==== Data

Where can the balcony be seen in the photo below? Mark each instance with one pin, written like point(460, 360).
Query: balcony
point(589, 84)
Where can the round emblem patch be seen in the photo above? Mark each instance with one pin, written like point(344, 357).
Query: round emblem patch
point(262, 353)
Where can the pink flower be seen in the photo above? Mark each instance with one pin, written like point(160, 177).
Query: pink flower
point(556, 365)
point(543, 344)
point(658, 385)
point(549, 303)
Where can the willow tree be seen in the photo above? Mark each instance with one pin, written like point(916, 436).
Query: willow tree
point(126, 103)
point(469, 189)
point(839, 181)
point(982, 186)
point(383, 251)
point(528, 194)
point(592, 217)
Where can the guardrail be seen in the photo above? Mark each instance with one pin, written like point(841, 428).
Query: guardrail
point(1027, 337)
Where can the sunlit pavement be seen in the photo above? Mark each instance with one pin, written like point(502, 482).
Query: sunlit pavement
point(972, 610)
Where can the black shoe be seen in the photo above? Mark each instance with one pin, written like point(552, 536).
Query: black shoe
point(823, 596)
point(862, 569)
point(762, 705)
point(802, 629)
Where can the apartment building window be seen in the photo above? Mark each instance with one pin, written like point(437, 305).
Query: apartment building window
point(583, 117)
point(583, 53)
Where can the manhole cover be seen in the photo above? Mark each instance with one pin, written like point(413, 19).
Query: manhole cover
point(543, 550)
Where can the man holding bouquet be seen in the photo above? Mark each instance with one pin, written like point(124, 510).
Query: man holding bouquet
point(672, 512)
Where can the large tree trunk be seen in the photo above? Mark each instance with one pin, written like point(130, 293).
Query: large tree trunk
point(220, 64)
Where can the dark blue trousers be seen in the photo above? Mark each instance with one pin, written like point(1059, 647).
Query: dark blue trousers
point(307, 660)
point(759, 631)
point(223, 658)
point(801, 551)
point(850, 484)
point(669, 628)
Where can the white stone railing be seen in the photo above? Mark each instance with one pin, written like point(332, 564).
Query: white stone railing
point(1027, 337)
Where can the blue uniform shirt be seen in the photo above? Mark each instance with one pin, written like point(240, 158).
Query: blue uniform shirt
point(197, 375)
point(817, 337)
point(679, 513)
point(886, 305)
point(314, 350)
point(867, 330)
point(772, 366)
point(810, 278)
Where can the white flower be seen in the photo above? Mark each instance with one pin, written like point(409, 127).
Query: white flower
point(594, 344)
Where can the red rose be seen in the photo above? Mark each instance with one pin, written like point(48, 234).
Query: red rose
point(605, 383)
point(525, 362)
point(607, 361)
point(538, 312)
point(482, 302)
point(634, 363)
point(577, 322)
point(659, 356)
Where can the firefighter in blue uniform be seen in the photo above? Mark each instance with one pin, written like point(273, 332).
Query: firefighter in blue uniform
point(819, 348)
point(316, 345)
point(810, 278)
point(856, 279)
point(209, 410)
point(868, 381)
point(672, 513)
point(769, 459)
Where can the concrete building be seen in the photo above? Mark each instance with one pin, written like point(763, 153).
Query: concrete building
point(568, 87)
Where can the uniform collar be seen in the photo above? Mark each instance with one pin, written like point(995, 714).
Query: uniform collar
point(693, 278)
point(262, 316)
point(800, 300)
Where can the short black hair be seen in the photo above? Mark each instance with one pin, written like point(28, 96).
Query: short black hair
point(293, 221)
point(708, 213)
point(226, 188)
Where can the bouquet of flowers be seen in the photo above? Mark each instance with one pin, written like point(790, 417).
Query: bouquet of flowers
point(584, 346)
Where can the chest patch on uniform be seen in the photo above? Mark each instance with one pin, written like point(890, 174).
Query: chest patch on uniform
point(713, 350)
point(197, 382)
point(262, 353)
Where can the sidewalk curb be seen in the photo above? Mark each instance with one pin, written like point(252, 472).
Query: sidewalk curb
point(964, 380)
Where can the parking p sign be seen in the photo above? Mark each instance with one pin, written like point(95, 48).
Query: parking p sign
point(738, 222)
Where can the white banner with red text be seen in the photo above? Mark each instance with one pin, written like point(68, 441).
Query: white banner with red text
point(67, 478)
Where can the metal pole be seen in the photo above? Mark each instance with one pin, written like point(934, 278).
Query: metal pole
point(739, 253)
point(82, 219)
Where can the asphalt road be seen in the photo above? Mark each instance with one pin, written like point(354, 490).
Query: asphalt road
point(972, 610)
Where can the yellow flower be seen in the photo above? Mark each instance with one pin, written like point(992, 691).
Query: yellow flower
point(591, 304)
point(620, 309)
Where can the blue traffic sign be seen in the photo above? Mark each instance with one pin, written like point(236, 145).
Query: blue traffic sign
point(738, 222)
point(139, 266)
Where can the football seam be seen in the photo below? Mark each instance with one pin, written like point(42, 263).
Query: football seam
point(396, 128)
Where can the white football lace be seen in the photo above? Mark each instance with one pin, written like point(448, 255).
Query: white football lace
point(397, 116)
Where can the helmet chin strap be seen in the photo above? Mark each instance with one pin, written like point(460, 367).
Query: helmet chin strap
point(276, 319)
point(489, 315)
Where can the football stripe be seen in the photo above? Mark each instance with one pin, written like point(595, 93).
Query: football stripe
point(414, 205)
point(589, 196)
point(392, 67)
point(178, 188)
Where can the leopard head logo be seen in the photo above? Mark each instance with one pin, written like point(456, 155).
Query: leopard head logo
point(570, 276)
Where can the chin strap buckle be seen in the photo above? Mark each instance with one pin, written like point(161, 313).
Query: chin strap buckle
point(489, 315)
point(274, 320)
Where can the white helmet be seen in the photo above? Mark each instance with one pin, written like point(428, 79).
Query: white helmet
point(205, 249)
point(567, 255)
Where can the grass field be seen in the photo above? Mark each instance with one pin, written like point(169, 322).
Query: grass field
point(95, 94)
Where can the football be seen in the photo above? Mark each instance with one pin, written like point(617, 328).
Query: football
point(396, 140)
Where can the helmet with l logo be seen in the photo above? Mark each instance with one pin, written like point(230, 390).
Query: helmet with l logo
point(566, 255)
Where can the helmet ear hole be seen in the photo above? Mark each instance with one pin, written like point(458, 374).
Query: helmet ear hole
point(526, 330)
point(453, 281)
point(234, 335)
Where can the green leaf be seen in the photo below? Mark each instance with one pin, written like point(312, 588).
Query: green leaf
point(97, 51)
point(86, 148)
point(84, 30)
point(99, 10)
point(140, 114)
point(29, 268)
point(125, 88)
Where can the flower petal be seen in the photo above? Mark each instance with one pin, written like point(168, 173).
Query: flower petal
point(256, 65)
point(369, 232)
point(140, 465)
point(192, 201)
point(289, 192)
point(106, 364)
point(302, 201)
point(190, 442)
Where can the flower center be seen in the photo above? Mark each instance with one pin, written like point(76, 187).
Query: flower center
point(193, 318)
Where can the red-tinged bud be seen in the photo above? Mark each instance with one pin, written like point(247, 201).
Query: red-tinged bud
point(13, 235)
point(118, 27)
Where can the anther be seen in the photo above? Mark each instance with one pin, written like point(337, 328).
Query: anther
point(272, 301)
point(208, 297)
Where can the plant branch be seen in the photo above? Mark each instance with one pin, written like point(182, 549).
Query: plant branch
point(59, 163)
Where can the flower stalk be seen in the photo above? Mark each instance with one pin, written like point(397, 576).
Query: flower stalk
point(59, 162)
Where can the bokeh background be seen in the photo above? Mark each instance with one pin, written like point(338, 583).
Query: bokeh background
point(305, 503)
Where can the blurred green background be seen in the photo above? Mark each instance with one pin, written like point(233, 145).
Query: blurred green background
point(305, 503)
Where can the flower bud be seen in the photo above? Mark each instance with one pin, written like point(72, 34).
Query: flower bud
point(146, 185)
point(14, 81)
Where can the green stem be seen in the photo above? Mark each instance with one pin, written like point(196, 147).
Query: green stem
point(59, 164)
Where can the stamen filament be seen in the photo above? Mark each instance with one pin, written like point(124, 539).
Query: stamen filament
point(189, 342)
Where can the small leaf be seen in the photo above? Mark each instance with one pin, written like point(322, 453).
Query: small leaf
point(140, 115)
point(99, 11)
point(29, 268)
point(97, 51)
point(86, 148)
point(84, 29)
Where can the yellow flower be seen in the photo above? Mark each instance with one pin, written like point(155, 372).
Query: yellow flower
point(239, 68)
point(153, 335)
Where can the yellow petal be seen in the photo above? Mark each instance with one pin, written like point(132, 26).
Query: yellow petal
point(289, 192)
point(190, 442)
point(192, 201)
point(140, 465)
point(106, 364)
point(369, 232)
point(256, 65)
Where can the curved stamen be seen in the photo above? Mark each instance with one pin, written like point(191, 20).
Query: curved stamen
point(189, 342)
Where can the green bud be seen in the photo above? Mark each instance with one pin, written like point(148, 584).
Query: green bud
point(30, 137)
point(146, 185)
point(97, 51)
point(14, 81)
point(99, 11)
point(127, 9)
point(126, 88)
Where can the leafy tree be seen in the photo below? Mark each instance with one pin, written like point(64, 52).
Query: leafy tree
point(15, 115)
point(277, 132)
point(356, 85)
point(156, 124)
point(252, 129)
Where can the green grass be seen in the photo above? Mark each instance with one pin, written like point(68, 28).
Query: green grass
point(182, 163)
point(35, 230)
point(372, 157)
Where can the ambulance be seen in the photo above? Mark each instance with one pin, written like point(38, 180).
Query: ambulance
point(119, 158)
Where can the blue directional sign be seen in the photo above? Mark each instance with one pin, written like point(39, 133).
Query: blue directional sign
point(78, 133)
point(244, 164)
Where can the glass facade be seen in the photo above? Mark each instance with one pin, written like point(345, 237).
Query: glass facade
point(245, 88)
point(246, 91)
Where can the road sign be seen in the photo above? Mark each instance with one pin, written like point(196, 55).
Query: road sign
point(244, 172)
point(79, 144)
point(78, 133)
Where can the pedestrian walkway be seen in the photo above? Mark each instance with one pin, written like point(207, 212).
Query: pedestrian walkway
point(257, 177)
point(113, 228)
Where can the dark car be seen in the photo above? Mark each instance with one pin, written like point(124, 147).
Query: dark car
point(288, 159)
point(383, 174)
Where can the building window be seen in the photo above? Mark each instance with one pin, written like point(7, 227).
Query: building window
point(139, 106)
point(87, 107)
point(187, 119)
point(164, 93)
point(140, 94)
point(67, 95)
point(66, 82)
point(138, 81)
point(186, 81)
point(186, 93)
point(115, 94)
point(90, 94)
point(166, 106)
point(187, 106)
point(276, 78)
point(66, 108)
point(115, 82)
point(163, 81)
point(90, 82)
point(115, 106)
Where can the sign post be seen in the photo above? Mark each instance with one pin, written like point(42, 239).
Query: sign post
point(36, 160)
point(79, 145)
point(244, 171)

========

-- Task prompt --
Rewrite the records starting at the line that contains "Where can the green bud" and ending at the line that contains "point(126, 88)", renaming "green bud" to "unopened bud" and leaving everything else untouched.

-- Result of the exercise --
Where can the unopened bud be seen in the photo above? Mark each instance with one pin, written like point(148, 584).
Query: unopened bud
point(30, 137)
point(146, 185)
point(97, 51)
point(14, 81)
point(99, 11)
point(127, 9)
point(126, 88)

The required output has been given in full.